Stored dataset items:
* * * * * * *
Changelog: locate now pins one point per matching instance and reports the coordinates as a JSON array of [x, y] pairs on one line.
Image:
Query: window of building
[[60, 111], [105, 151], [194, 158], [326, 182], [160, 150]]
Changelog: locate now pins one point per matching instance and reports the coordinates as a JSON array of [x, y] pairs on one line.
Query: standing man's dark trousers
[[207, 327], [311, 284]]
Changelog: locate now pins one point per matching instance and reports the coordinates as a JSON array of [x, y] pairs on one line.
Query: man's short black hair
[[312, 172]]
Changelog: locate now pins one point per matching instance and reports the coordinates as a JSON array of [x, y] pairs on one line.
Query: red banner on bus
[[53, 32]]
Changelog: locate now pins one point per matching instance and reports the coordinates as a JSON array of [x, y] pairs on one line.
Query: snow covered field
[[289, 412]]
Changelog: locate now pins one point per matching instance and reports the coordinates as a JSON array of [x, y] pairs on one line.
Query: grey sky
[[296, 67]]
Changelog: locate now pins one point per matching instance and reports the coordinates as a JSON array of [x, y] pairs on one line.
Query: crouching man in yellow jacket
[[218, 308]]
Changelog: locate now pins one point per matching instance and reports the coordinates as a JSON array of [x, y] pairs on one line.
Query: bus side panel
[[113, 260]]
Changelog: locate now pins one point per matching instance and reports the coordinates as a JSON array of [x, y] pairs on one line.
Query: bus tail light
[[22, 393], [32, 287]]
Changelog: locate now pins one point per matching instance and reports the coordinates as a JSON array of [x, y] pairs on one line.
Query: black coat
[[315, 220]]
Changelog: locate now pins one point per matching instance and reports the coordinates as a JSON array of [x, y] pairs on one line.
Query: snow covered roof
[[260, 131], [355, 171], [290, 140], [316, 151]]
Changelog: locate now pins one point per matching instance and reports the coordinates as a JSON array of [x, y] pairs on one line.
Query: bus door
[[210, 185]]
* * * * * * *
* WORK TO DO
Render the material as a JSON list of strings with one string per line, leaving out blank lines. Cover only the stretch from the start of the material up to and including the line that contains "[[60, 111], [105, 151], [194, 158], [326, 182], [160, 150]]".

* RESPONSE TO THE TASK
[
  "Changelog: locate now pins one point per matching instance and reports the coordinates as a JSON array of [x, y] pairs on one line.",
  "Image:",
  "Query: window of building",
  "[[60, 111], [105, 151], [194, 158], [326, 182], [160, 150]]"
]